### WHAT YOU ARE ASKED TO DO
Write the next part of the forum thread about Wing Chun and Jeet Kune Do, starting right after its last sentence.

### ARTICLE
## Start
Thanks for finding it.


----------



## kakkattekoi (Jan 7, 2017)

thank you!

Sent from my 404SH using Tapatalk


----------



## Juany118 (Jan 8, 2017)

KPM said:


> Here is the interview with Guru Dan Inosanto that was referenced  couple of times on other thread.  Good explanation of the relationship between Wing Chun and JKD:



Thanks for posting indeed.

This, in reality, is the one I was referencing in the other thread (but didn't review myself), if it wasn't the one @wingchun100 was referencing, my bad.  

I think this also sets up a good place for me to explain in detail (sorry long explanation inc because I have thought about this video since I discovered it sometime ago and given it A LOT of thought due to my respect for Guro Dan.)

It's really the part where Guro Dan starts demonstrating that confused the hell out of me, more than the statements. That demo where he says the bridging is what JKD changed.  I was like... "ummm every WC system I know has kicks to permit for bridging before you enter optimal hand striking range.  Am I missing something?"  This confused me even more than others maybe for a specific reason.  I study both WC and Kali.  It is a like a romantic triangle in a bad soap opera where I love Kali a little bit more, and my Kali is Inosanto Kali, so in being confused I felt like I was questioning the man who created the MA I "click" best with and thus the Guro/Sifu I have the utmost respect for.

That specific part of the video is actually what made me ask what I said in the other thread "maybe that's why Sigung Cheung put kicks into the CK and BG forms?"  In terms of the basic 3 empty hand TWC forms there are only a few differences, when you consider each has (if I remember right) 108 movements per form.  To my knowledge of Yip Man lineage (which personal experience is admittedly limited to TWC and WSL via Sifu gary Lam's system), there are no kicks until you get to the Mook Jong forms outside of TWC.

Now I do not know, specifically, how Yip Man trained his students obviously BUT traditionally in CMA's your use of techniques in training often mirrors the stage you are at in terms of forms.  So if you haven't had kicking in your forms, you don't have kicking in your drills for application.  Since Bruce Lee never progressed beyond CK, this is why I say "maybe this is why Bruce felt that WC had absolutely no, nada, zilch, nyet, nein, bu, outside game in WC?" 

"Stock" YM WC forms don't have kicks until the mook jong forms (again to my experience and research, I might be wrong, please correct me if I am.)  This isn't to say that JKD doesn't have "more" of a long game because it allows you to stand "outside" of the "gates" we establish for the first time when we perform SLT.  My belief is simply that one having "more" doesn't mean the other has "absolutely none".
## End
### GIVEN ENTRIES
## Start
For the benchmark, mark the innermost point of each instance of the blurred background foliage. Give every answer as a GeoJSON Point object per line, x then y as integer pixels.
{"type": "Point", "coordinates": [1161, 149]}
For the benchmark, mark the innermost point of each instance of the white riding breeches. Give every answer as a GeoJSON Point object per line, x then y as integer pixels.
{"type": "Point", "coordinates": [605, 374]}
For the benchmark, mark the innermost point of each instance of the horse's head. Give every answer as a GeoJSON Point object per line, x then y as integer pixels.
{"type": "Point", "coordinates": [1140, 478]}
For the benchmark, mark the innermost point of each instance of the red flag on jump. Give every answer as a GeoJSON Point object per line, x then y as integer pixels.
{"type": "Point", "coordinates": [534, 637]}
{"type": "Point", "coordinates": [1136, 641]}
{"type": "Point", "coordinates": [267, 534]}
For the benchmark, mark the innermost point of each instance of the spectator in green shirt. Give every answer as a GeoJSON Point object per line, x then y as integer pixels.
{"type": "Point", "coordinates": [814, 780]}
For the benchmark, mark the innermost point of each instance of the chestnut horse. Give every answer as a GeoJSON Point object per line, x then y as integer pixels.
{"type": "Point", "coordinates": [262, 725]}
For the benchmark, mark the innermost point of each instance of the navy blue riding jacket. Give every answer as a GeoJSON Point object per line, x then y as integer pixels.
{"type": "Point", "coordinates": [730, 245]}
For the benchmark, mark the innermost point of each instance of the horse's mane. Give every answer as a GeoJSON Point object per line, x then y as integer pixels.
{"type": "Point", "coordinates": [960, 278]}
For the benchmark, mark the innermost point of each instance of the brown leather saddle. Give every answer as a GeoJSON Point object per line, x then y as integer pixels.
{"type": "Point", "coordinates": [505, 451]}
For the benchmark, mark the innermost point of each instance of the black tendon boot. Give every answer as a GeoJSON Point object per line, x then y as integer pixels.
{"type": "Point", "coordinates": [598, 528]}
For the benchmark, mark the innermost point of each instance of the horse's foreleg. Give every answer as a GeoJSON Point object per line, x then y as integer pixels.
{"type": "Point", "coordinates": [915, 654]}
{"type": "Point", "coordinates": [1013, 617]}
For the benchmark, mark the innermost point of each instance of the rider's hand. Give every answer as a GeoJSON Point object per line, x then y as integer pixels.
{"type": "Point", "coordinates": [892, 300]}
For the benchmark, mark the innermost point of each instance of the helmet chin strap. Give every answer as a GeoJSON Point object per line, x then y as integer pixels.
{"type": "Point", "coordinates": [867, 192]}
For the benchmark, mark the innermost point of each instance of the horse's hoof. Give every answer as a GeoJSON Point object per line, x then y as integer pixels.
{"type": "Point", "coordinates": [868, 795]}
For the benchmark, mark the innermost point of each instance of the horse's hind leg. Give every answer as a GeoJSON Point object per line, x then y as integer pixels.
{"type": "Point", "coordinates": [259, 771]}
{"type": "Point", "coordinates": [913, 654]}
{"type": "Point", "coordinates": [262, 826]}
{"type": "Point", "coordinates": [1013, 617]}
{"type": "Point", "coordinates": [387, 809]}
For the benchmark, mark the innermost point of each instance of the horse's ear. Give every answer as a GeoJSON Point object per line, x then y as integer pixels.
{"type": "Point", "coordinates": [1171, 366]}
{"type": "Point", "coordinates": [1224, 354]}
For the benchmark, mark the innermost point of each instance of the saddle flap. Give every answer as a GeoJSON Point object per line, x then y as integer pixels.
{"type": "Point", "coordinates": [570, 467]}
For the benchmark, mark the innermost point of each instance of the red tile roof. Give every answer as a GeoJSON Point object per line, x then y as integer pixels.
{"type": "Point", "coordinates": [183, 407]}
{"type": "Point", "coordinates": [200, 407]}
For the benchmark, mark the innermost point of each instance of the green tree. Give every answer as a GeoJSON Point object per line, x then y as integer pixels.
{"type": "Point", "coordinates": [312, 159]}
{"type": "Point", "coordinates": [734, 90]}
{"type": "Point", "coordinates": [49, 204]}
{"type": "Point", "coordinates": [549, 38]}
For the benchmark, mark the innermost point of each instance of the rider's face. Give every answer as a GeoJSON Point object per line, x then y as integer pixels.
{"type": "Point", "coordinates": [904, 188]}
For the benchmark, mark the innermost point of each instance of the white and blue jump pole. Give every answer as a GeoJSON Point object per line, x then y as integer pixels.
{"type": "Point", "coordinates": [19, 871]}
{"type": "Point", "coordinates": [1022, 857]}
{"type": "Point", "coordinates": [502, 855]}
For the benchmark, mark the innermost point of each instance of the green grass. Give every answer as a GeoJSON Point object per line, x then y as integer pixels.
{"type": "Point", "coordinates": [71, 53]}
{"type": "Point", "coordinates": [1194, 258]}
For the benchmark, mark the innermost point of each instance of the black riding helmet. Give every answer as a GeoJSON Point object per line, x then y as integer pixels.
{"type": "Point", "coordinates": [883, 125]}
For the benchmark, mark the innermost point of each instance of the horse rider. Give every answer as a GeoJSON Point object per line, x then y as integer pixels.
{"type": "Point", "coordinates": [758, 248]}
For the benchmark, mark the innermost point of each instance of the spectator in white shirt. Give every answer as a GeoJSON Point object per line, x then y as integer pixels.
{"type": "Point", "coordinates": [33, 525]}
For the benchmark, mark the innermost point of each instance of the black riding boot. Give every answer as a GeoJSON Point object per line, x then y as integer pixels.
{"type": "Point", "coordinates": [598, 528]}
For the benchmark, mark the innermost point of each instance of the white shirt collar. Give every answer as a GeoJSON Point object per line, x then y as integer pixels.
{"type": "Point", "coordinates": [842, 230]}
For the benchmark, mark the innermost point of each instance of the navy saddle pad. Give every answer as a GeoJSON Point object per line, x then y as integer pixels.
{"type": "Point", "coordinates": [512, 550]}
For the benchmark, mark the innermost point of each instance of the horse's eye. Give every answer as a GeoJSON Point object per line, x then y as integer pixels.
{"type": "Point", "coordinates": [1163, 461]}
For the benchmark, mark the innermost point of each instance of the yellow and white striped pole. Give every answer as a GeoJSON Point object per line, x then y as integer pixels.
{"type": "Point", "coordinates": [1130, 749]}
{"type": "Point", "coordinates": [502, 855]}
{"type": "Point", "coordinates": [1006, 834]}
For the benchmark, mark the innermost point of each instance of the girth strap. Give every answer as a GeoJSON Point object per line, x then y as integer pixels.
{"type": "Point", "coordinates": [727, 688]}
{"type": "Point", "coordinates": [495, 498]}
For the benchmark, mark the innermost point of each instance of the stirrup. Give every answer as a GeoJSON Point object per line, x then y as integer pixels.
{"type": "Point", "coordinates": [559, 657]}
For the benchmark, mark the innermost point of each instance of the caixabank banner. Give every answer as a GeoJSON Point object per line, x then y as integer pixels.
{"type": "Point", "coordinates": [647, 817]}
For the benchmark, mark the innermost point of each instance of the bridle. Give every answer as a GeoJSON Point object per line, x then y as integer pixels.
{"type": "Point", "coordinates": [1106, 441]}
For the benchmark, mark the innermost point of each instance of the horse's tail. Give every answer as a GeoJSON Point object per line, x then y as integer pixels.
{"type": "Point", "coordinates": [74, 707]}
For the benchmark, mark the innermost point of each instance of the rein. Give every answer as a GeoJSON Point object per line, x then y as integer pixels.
## End
### WRITTEN ANSWER
For reference the CK and then BJ forms of TWC, as I am one of only a few on these forums that apparently has direct study of it, I wanted to post these video so one could see the difference.  There are differences, more "stepping" than pivoting or shuffling etc, but overall the biggest difference is the earlier integration (in terms of the forms alone) of kicking, besides how we open the form and don't go "toes in" of course.

CK Master Keith Mazza






BG Sigung Willaim Cheung


----------



## Hazardi172 (Jan 8, 2017)

Juany118 said:


> To my knowledge of Yip Man lineage (which personal experience is admittedly limited to TWC and WSL via Sifu gary Lam's system), there are no kicks until you get to the Mook Jong forms outside of TWC.



What made you think this?


----------



## Juany118 (Jan 8, 2017)

Hazardi172 said:


> What made you think this?


I am talking the SLT, CM and BG forms specifically.  I can pull up videos of the remaining Yips and WSL himself if needed.  Bruce stopped his study under YM and was off to America when he started the CM form.  If there is an empty hand form (not drill, form), before the mook, that I am unaware of please enlighten me.


----------



## Juany118 (Jan 8, 2017)

Juany118 said:


> I am talking the SLT, CM and BG forms specifically.  I can pull up videos of the remaining Yips and WSL himself if needed.  Bruce stopped his study under YM and was off to America when he started the CM form.  If there is an empty hand form (not drill, form), before the mook, that I am unaware of please enlighten me.


 Late edit CK, not CM


----------



## KPM (Jan 8, 2017)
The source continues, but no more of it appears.